- WHAT YOU ARE ASKED TO DO -
Each entry must be restated word for word, with nothing omitted.

[Natural-language object grounding data]
************
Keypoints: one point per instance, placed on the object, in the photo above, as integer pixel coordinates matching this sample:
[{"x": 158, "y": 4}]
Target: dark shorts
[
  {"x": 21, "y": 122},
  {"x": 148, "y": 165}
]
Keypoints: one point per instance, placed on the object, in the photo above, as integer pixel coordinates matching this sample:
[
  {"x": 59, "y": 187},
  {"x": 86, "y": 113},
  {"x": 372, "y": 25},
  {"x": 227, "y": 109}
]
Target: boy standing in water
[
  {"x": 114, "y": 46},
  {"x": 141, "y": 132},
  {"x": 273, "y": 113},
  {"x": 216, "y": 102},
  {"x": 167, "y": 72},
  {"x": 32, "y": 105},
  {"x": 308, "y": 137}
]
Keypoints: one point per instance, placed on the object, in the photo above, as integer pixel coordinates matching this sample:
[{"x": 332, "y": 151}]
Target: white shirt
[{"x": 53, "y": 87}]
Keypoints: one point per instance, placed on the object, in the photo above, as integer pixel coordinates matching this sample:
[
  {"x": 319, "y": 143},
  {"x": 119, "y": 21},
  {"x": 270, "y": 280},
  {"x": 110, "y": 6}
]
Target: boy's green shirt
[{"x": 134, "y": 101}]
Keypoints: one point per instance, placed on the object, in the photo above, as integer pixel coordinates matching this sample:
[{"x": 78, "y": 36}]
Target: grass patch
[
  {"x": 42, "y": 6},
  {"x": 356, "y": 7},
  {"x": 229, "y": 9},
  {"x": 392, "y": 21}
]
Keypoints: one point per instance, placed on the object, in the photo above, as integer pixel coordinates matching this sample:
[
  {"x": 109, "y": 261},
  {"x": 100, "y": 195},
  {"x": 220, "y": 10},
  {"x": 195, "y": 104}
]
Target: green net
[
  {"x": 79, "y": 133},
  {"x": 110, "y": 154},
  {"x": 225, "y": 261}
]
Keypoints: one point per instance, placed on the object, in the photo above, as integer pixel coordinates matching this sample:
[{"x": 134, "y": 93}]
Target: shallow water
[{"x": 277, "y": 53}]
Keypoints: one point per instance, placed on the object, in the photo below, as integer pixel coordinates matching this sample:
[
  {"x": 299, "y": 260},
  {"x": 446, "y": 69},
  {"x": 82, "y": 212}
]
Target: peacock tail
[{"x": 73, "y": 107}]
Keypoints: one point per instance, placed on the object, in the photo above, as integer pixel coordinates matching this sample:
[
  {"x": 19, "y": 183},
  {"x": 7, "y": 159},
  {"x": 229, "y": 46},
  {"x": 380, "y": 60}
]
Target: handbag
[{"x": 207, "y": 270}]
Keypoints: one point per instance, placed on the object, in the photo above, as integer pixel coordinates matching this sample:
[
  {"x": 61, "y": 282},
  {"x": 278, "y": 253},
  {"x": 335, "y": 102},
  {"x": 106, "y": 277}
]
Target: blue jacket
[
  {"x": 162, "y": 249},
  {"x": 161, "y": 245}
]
************
- FINISHED EXERCISE -
Keypoints: one point per instance, placed on the object, in the photo above, as integer pixel coordinates matching this sample:
[{"x": 158, "y": 4}]
Target: dark shorts
[
  {"x": 21, "y": 122},
  {"x": 148, "y": 165}
]
Keypoints: one point per instance, placed on the object, in the photo above, as integer pixel coordinates matching this sample:
[
  {"x": 59, "y": 187},
  {"x": 86, "y": 113},
  {"x": 372, "y": 25},
  {"x": 227, "y": 109}
]
Target: boy standing in water
[
  {"x": 114, "y": 46},
  {"x": 141, "y": 132},
  {"x": 273, "y": 113},
  {"x": 216, "y": 102},
  {"x": 167, "y": 72},
  {"x": 32, "y": 105},
  {"x": 308, "y": 137}
]
Keypoints: one point per instance, placed on the object, in the photo above, as integer pixel coordinates matching this sample:
[{"x": 332, "y": 151}]
Target: white shirt
[{"x": 53, "y": 87}]
Keypoints: one point per instance, placed on the object, in the photo above, as integer pixel coordinates matching this sample:
[
  {"x": 319, "y": 143},
  {"x": 119, "y": 21},
  {"x": 270, "y": 280},
  {"x": 110, "y": 6}
]
Target: boy's green shirt
[{"x": 134, "y": 101}]
Keypoints: one point per instance, placed on the object, in the photo above, as integer pixel coordinates matching this sample:
[{"x": 78, "y": 36}]
Target: grass patch
[
  {"x": 42, "y": 6},
  {"x": 356, "y": 7},
  {"x": 229, "y": 9},
  {"x": 392, "y": 21}
]
Keypoints: one point per instance, placed on the object, in the photo above, as integer pixel coordinates matching this sample:
[
  {"x": 109, "y": 261},
  {"x": 100, "y": 195},
  {"x": 220, "y": 10},
  {"x": 195, "y": 104}
]
Target: green net
[
  {"x": 79, "y": 133},
  {"x": 110, "y": 154},
  {"x": 225, "y": 261}
]
Keypoints: one point per instance, placed on the object, in the photo above, as integer pixel coordinates matching this sample:
[{"x": 134, "y": 93}]
Target: shallow water
[{"x": 277, "y": 53}]
Keypoints: one point per instance, placed on the object, in the photo below, as integer pixel coordinates matching this sample:
[
  {"x": 299, "y": 260},
  {"x": 446, "y": 69},
  {"x": 82, "y": 212}
]
Target: peacock tail
[{"x": 73, "y": 107}]
Keypoints: one point per instance, placed on the object, in the photo above, as integer pixel coordinates matching this sample:
[
  {"x": 19, "y": 183},
  {"x": 7, "y": 159},
  {"x": 229, "y": 46},
  {"x": 380, "y": 60}
]
Target: handbag
[{"x": 207, "y": 270}]
Keypoints: one point per instance, placed on the object, in the photo above, as integer pixel coordinates matching this sample:
[
  {"x": 61, "y": 282},
  {"x": 278, "y": 253},
  {"x": 335, "y": 102},
  {"x": 106, "y": 277}
]
Target: blue jacket
[
  {"x": 162, "y": 249},
  {"x": 161, "y": 245}
]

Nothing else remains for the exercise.